== STATED PROBLEM ==
Reproduce word for word the lines of the entries below, beginning at the line containing "the white aircraft" and continuing through the line containing "[(644, 472), (858, 470)]", and omit the pictures from your reply.

[Dataset entries]

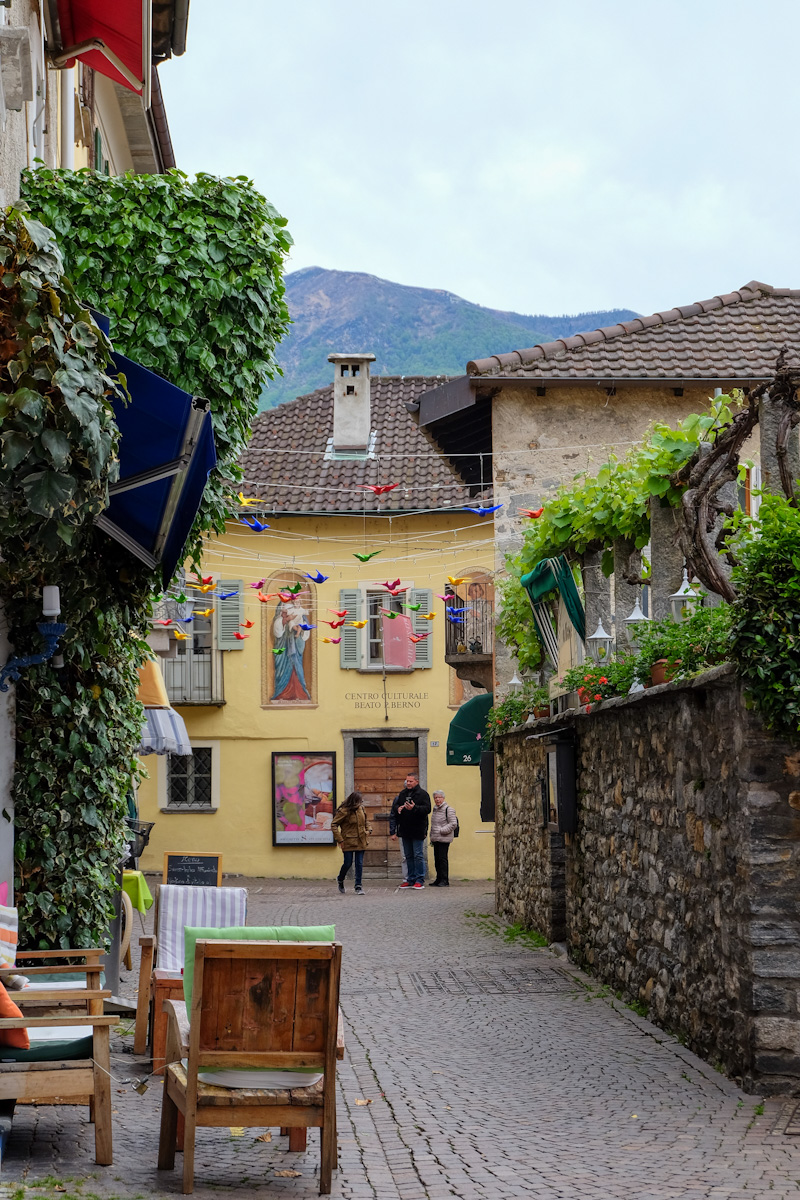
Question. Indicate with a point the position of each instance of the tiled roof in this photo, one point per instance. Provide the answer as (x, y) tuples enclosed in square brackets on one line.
[(733, 336), (290, 481)]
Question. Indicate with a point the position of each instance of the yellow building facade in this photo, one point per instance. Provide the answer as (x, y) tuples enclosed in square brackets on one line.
[(282, 708)]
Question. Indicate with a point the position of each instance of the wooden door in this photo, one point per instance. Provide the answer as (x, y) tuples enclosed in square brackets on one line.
[(379, 778)]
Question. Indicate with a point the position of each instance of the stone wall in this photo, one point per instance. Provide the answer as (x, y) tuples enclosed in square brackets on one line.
[(681, 886)]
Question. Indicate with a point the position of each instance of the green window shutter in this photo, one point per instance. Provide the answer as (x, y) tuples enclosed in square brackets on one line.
[(352, 639), (422, 651), (229, 615)]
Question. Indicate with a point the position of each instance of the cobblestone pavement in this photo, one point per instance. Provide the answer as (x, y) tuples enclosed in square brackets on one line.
[(494, 1072)]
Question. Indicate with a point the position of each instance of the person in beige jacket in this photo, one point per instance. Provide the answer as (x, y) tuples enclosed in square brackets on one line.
[(352, 832)]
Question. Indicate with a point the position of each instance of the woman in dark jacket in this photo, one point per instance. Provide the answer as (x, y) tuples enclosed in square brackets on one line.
[(350, 829)]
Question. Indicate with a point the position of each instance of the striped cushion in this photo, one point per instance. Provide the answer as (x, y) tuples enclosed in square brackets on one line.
[(181, 906), (7, 936)]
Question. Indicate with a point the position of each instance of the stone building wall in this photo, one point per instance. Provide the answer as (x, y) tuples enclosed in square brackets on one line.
[(681, 886)]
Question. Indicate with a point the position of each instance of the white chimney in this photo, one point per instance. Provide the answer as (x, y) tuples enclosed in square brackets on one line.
[(352, 417)]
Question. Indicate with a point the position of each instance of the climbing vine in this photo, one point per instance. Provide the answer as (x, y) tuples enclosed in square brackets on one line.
[(190, 273)]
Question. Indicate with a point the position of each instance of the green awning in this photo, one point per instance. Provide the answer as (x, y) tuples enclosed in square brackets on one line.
[(467, 736)]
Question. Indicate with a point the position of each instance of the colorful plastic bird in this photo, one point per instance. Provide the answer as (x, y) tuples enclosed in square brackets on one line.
[(483, 511)]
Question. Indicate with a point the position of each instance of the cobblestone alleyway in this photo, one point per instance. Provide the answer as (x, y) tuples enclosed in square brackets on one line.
[(494, 1071)]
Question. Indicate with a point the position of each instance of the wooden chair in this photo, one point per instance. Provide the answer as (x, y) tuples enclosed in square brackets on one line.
[(162, 954), (68, 1073), (254, 1005)]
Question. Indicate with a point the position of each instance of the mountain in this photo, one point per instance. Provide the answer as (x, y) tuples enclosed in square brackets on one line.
[(409, 330)]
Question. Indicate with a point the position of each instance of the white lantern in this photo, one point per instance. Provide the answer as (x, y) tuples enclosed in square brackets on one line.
[(600, 645), (684, 601), (633, 625)]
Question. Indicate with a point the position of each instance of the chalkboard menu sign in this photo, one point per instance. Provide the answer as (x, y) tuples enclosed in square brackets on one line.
[(193, 870)]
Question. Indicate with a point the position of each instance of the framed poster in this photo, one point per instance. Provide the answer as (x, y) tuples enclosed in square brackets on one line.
[(304, 798)]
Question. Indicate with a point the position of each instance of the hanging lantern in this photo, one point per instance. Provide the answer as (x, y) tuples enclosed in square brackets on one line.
[(633, 625), (600, 645), (684, 601)]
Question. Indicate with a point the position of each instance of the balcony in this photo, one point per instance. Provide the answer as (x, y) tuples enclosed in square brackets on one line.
[(469, 642)]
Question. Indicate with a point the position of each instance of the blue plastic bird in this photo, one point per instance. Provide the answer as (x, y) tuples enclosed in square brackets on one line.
[(481, 511)]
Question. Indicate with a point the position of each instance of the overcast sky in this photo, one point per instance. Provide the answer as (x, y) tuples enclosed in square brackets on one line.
[(525, 155)]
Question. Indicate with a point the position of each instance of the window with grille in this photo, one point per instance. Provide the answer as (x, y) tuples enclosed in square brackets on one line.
[(190, 780)]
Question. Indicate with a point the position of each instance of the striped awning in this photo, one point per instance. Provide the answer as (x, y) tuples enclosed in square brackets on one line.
[(163, 732)]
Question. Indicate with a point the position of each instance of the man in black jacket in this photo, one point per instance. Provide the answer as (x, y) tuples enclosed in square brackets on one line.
[(409, 819)]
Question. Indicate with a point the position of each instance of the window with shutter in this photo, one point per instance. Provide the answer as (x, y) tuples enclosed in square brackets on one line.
[(423, 649), (229, 615), (352, 639)]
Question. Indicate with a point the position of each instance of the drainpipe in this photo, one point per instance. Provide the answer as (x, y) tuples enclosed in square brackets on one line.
[(67, 124)]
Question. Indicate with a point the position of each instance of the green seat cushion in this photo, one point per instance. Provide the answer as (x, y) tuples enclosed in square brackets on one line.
[(53, 1050), (247, 934)]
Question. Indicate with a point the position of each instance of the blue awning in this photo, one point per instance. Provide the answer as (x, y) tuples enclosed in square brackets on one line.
[(166, 454)]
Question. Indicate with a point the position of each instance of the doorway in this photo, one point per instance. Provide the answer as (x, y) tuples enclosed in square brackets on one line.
[(379, 769)]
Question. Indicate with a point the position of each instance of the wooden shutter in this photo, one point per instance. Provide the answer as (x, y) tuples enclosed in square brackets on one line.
[(229, 615), (423, 651), (352, 639)]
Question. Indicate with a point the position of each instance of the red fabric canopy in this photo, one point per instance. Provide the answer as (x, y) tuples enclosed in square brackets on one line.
[(119, 25)]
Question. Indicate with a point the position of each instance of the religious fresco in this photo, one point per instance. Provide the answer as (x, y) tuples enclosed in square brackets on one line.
[(289, 675)]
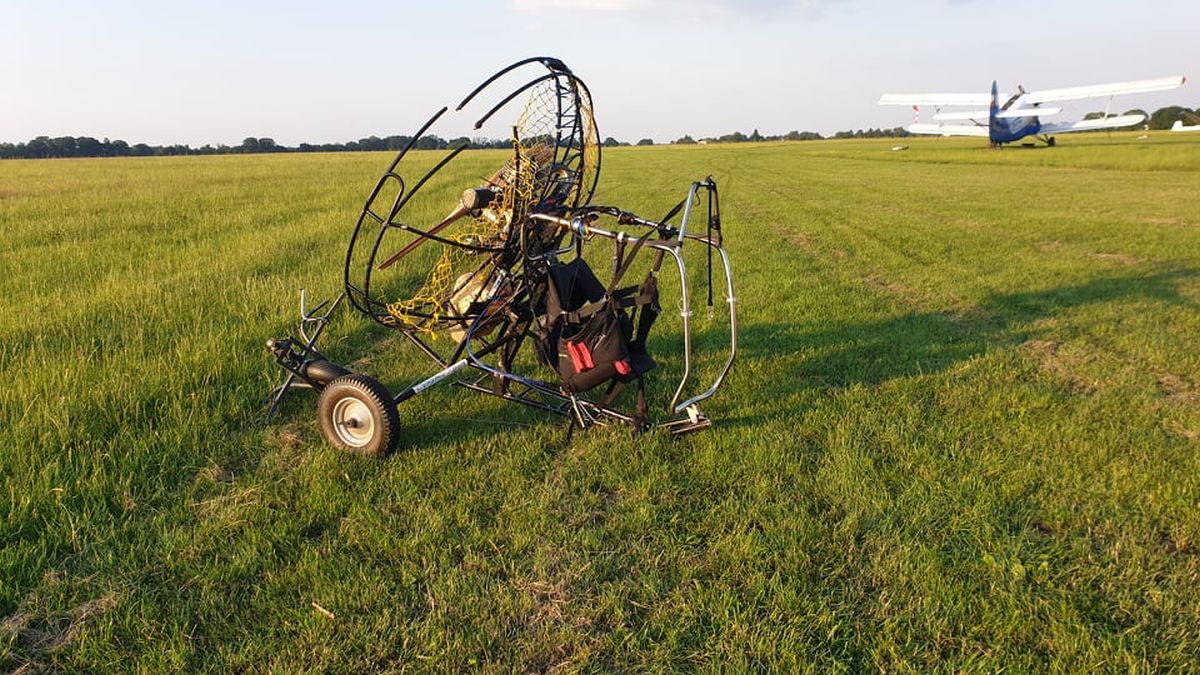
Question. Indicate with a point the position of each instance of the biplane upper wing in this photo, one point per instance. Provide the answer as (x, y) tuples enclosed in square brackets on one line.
[(936, 99), (1101, 90), (1115, 121)]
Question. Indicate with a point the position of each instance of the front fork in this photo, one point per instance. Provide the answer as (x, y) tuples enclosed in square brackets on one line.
[(307, 368)]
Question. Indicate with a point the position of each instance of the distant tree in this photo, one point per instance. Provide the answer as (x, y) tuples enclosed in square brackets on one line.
[(1164, 118)]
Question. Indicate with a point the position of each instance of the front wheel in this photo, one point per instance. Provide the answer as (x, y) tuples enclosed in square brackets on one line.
[(357, 414)]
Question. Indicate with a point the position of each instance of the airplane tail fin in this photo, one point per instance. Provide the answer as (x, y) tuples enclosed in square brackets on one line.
[(993, 111)]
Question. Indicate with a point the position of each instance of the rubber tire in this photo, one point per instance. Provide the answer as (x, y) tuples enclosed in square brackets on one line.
[(375, 398)]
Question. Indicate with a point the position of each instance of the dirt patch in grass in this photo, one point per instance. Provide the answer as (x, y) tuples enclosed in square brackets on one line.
[(1047, 353), (1161, 220), (40, 631), (1177, 389), (1120, 258), (892, 287)]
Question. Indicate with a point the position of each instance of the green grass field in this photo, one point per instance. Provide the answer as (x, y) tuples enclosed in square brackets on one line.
[(961, 435)]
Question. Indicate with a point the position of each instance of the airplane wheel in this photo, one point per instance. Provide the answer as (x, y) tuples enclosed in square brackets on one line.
[(357, 414)]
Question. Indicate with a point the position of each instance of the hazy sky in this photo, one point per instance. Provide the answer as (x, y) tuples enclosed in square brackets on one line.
[(219, 71)]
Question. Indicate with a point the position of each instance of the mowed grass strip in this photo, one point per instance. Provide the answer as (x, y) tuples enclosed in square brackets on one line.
[(963, 431)]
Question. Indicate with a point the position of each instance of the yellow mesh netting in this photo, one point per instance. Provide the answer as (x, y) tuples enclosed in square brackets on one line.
[(462, 276)]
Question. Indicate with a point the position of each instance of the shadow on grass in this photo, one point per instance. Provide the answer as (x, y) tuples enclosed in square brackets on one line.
[(873, 352)]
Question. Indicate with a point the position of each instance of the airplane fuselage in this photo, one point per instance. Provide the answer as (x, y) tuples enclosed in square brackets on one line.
[(1012, 129), (1007, 130)]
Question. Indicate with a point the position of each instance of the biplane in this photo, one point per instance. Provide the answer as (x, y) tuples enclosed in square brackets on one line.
[(1013, 117)]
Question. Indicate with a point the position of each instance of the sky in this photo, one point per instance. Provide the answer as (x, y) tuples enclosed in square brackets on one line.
[(219, 71)]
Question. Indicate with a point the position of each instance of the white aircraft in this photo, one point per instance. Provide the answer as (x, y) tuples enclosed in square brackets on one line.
[(1021, 113)]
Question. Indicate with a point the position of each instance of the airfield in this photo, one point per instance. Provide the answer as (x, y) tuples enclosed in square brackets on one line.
[(963, 431)]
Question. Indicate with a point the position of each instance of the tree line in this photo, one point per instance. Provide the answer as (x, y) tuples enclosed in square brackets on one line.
[(45, 147)]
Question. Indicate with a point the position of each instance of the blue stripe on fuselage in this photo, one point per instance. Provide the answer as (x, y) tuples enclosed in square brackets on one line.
[(1008, 130)]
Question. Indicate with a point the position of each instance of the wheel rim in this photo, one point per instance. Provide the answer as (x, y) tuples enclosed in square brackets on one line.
[(353, 422)]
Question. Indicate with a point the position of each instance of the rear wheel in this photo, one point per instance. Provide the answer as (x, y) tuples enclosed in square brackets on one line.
[(357, 414)]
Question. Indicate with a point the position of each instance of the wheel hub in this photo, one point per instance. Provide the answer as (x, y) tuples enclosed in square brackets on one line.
[(353, 422)]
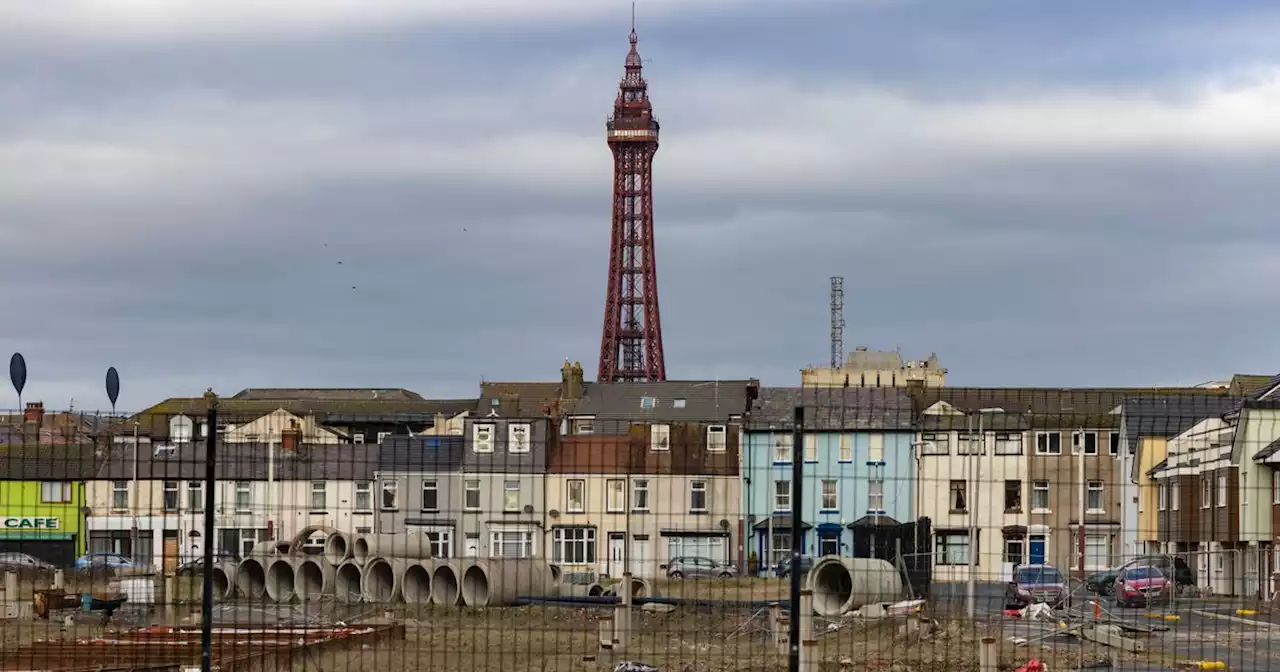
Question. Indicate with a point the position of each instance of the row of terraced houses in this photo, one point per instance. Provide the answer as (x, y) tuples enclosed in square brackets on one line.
[(607, 476)]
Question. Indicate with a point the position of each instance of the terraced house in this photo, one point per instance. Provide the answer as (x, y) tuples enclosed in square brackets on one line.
[(644, 472), (858, 470)]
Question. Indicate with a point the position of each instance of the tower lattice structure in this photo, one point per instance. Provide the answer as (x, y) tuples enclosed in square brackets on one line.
[(631, 341)]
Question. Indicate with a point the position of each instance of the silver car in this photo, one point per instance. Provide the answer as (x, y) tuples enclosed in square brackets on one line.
[(699, 568)]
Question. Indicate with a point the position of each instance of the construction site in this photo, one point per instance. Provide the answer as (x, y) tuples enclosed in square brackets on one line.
[(383, 600)]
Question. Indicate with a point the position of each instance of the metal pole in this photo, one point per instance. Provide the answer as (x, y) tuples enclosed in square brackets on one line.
[(206, 606), (796, 536)]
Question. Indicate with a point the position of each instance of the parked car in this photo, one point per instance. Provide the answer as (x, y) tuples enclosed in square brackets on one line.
[(1139, 585), (699, 567), (1037, 584), (1104, 583), (784, 567)]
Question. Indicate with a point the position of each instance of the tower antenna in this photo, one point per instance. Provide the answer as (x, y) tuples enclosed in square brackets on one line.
[(837, 321)]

== ANSWER FOR THIS EXERCISE ==
Question. Indicate with a point the position of each instance of the white aircraft in this photo, one point per instance. Provide the answer as (x, y) tuples enclosed in square brackets on one line.
[(1021, 113)]
Question. Indicate with a point the position of each instance of the airfield in this photo, one point per instance. Provide the answer as (x, y) tuples enclosed in square brackets on one line.
[(963, 431)]
Question. Indicate with a point the position of each instance of the tree line in this photo, one point per instance. Provide the answer as (x, y) tuples enclosed in square brackets on one line.
[(45, 147)]
Question. Indicate with a point the position of each instance of the blue stripe on fuselage in this photo, one point per instance. Provide the answer as (x, y) tuples enclosed in square brackets on one line.
[(1008, 130)]
Question. Indicate with a point the position of each instance of the wheel rim in this photo, one point per instance. Provide the answer as (x, y) tuples enclosed in square brackets on one line.
[(353, 422)]
Question. Indicate with a point the position of each instance of the rear wheel in this photo, one point per instance. Provide the answer as (x, y) tuples enclosed in square brackets on one line.
[(357, 414)]
Question. Indicate with a point the position of each instance of the wheel hub in this photo, one point per instance. Provide the answer as (x, y) tuples enclosed in square brackets on one line.
[(353, 422)]
Question. Indicate with a point the position of each instance of the row of terraced houses in this photo, one point per instance. Provide the answer as (x, y) tuples enclosed in square brackets on one line.
[(607, 476)]
Question. Indicate with a point the position of each instance of the terraced house in this photo, one point per instance. Provide the answer as (x, y) tuples enclosed in square brackets on one line.
[(644, 472), (858, 470)]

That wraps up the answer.